--- Texte à lire ---
..............................
Dans la vie d’une entreprise, la gestion financière et la conformité comptable sont indissociables d’un suivi professionnel rigoureux. Deux acteurs majeurs interviennent dans ce domaine : l’expert-comptable et le commissaire aux comptes. Leur champ d’action peut sembler similaire, puisqu’ils travaillent autour des mêmes documents comptables, mais leurs missions répondent à des logiques juridiques distinctes.

L’un assiste et conseille le chef d’entreprise dans la tenue et l’organisation de sa comptabilité ; l’autre exerce un contrôle légal indépendant destiné à protéger les associés, les tiers et l’ordre public économique.

Leur intervention est strictement encadrée par le Code de commerce, qui impose à ces professions réglementées des conditions d’exercice exigeantes en matière de compétence, d’indépendance et de secret professionnel. Pour comprendre le rôle de chacun, il est indispensable d’examiner leurs missions, leur régime juridique et les situations dans lesquelles leur désignation devient obligatoire.

defendstesdroits.fr vous propose une analyse approfondie et actualisée permettant de distinguer clairement les attributions, obligations et responsabilités de ces deux professionnels.

Sommaire

  1. Introduction
  2. Professions réglementées : conditions et obligations
  3. Missions du commissaire aux comptes
  4. Missions de l’expert-comptable
  5. Nomination obligatoire : seuils et entreprises concernées
  6. Durée des missions
  7. Distinctions essentielles entre les deux professions
  8. Conclusion

Des professions réglementées : quelles conditions pour exercer ?

Un statut protégé par la loi

Les métiers d’expert-comptable et de commissaire aux comptes appartiennent à deux professions réglementées, encadrées par :

  • l’Ordonnance n°45-2138 du 19 septembre 1945 pour les experts-comptables ;
  • les articles L821-1 et suivants du Code de commerce pour les commissaires aux comptes.

Pour exercer légalement, chacun doit être inscrit :

  • au Conseil national de l’ordre des experts-comptables (CNOEC) pour les experts-comptables ;
  • à la Compagnie nationale des commissaires aux comptes (CNCC) pour les CAC.

Ces inscriptions attestent :

  • de la qualification professionnelle,
  • du respect d’un code de déontologie,
  • et de l’obligation d’indépendance.
..............................
--- Exercice écrit 1 ---
Recopiez le passage du texte sur l'expert-comptable et le commissaire aux comptes, de « Pour exercer légalement, chacun » jusqu'à « pour les CAC. », en substituant « immatriculé » à « inscrit ».
--- Exercice écrit 2 ---
Présentez sous forme de CSV à deux colonnes, intitulées « requête » et « réponse », les enregistrements compris entre le début de la liste et la ligne contenant « point(301, 122) », celle-ci incluse. Chaque enregistrement occupe une ligne, avec chaque champ entre guillemets et les sauts de ligne remplacés par des espaces.

--- Liste des enregistrements ---
..............................
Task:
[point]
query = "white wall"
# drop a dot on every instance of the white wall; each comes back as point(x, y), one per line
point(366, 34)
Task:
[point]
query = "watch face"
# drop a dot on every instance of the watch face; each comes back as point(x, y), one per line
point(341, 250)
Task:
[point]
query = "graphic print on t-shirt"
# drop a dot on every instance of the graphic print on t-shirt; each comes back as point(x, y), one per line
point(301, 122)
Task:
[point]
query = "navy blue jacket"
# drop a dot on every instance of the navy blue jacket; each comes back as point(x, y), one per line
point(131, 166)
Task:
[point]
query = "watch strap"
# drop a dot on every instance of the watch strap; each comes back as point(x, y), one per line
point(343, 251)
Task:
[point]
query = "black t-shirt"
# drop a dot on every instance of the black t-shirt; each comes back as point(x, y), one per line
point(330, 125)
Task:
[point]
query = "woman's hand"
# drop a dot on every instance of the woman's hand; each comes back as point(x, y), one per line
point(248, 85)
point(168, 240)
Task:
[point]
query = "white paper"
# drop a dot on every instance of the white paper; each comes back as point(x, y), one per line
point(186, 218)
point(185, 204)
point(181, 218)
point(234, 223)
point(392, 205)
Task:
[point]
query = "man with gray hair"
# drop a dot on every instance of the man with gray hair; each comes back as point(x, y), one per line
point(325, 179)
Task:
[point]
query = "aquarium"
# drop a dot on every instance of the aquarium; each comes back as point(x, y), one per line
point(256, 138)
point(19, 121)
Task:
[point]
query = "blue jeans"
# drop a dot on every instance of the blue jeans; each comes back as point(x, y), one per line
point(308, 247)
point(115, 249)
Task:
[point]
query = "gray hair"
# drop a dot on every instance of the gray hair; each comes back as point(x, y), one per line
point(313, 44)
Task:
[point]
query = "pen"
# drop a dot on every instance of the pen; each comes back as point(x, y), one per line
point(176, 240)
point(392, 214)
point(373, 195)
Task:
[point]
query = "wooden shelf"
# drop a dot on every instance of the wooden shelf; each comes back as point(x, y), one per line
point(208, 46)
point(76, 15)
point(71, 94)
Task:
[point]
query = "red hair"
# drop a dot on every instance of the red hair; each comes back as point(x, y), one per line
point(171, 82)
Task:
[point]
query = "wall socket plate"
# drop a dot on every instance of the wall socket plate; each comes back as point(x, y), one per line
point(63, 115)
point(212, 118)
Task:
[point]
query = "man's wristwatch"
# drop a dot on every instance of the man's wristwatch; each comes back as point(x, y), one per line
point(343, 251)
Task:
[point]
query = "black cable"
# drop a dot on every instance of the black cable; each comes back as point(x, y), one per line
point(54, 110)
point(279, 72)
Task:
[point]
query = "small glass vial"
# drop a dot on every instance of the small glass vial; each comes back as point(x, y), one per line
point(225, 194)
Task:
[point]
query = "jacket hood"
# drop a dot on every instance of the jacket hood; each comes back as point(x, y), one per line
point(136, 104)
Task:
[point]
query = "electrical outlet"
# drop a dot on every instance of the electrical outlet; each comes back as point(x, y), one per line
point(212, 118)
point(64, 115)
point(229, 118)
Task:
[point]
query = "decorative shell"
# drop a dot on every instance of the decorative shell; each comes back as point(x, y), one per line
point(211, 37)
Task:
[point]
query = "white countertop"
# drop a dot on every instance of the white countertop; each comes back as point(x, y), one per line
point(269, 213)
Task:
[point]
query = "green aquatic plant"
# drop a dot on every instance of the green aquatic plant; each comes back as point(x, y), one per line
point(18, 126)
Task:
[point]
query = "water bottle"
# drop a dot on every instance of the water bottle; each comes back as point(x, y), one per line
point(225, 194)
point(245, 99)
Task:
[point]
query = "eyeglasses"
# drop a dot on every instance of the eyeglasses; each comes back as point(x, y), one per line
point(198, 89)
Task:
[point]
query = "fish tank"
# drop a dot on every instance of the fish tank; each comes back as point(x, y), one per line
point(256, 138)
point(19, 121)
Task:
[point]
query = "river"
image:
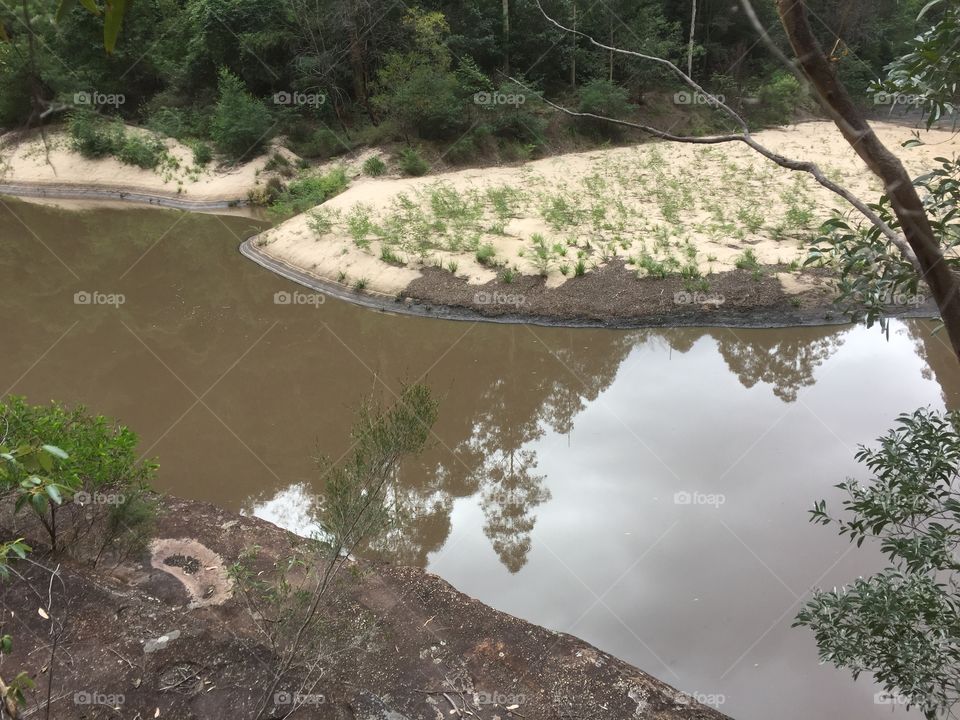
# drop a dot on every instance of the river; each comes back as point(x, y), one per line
point(645, 490)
..............................
--- Réponse attendue 1 ---
Pour exercer légalement, chacun doit être immatriculé :

  • au Conseil national de l’ordre des experts-comptables (CNOEC) pour les experts-comptables ;
  • à la Compagnie nationale des commissaires aux comptes (CNCC) pour les CAC.

--- Réponse attendue 2 ---
requête,réponse
"Task: [point] query = ""white wall"" # drop a dot on every instance of the white wall; each comes back as point(x, y), one per line","point(366, 34)"
"Task: [point] query = ""watch face"" # drop a dot on every instance of the watch face; each comes back as point(x, y), one per line","point(341, 250)"
"Task: [point] query = ""graphic print on t-shirt"" # drop a dot on every instance of the graphic print on t-shirt; each comes back as point(x, y), one per line","point(301, 122)"